**EXERCISE REQUIREMENTS:** Extract every line from the items below that contains the word "oven".

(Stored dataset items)
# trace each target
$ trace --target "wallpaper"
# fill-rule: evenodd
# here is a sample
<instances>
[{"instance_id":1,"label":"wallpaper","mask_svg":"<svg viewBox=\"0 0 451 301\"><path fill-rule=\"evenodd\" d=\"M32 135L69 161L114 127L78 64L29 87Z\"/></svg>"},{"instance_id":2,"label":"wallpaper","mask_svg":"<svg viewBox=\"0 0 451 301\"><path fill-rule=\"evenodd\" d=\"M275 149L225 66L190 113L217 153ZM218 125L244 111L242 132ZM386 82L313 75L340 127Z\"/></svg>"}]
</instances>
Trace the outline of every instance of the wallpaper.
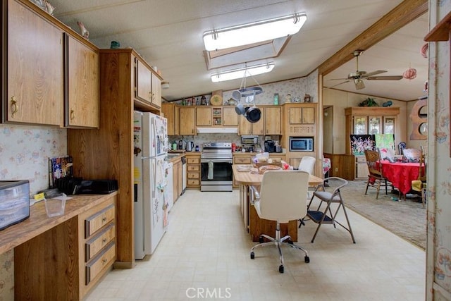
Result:
<instances>
[{"instance_id":1,"label":"wallpaper","mask_svg":"<svg viewBox=\"0 0 451 301\"><path fill-rule=\"evenodd\" d=\"M49 188L49 158L66 154L66 130L0 125L0 180L28 180L34 195ZM0 300L14 300L14 252L0 254Z\"/></svg>"},{"instance_id":2,"label":"wallpaper","mask_svg":"<svg viewBox=\"0 0 451 301\"><path fill-rule=\"evenodd\" d=\"M0 125L0 180L28 180L30 192L49 188L49 158L66 155L66 130Z\"/></svg>"}]
</instances>

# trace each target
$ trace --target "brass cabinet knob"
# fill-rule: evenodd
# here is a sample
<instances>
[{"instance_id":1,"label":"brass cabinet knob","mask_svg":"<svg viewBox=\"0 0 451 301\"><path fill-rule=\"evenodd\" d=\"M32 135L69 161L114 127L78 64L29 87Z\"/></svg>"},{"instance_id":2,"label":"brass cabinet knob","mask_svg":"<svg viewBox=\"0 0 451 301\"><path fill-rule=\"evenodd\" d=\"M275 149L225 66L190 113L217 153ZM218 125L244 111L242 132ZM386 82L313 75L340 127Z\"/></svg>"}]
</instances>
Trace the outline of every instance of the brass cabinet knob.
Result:
<instances>
[{"instance_id":1,"label":"brass cabinet knob","mask_svg":"<svg viewBox=\"0 0 451 301\"><path fill-rule=\"evenodd\" d=\"M19 105L17 103L17 100L16 100L16 97L11 97L11 117L16 117L16 113L19 109Z\"/></svg>"}]
</instances>

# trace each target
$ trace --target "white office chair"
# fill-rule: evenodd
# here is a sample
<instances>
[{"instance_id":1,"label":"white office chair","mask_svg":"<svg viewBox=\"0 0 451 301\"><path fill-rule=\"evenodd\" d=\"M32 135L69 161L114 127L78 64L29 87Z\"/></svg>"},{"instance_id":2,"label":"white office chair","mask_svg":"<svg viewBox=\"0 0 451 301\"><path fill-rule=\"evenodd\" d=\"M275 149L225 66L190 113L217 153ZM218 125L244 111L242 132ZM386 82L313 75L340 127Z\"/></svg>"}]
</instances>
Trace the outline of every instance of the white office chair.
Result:
<instances>
[{"instance_id":1,"label":"white office chair","mask_svg":"<svg viewBox=\"0 0 451 301\"><path fill-rule=\"evenodd\" d=\"M306 171L309 174L313 173L313 169L315 166L316 159L313 156L304 156L301 159L297 169L302 171Z\"/></svg>"},{"instance_id":2,"label":"white office chair","mask_svg":"<svg viewBox=\"0 0 451 301\"><path fill-rule=\"evenodd\" d=\"M294 184L295 183L295 184ZM263 175L260 191L251 186L251 202L260 219L276 221L276 235L260 235L260 243L251 249L251 259L254 258L254 250L259 247L273 245L279 252L279 272L283 273L283 255L281 245L288 245L304 252L304 261L310 262L307 251L292 242L290 235L280 238L280 223L305 216L307 212L307 199L299 202L299 195L306 195L309 185L309 173L298 171L269 171ZM264 242L264 238L269 242Z\"/></svg>"}]
</instances>

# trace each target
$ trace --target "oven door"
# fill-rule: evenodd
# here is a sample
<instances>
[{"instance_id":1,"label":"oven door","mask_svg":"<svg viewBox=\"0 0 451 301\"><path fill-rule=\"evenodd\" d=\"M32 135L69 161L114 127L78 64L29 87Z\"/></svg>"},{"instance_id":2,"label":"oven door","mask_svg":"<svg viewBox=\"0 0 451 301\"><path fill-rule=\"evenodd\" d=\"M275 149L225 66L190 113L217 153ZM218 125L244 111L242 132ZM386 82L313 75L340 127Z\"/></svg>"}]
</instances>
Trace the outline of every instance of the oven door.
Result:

**ANSWER TO THE TASK:**
$ trace --target "oven door"
[{"instance_id":1,"label":"oven door","mask_svg":"<svg viewBox=\"0 0 451 301\"><path fill-rule=\"evenodd\" d=\"M32 135L69 161L114 127L78 64L29 87Z\"/></svg>"},{"instance_id":2,"label":"oven door","mask_svg":"<svg viewBox=\"0 0 451 301\"><path fill-rule=\"evenodd\" d=\"M275 149L225 66L190 113L217 153ZM218 125L244 111L242 132ZM386 82L313 75L340 127Z\"/></svg>"}]
Trace the outline of every instance of the oven door.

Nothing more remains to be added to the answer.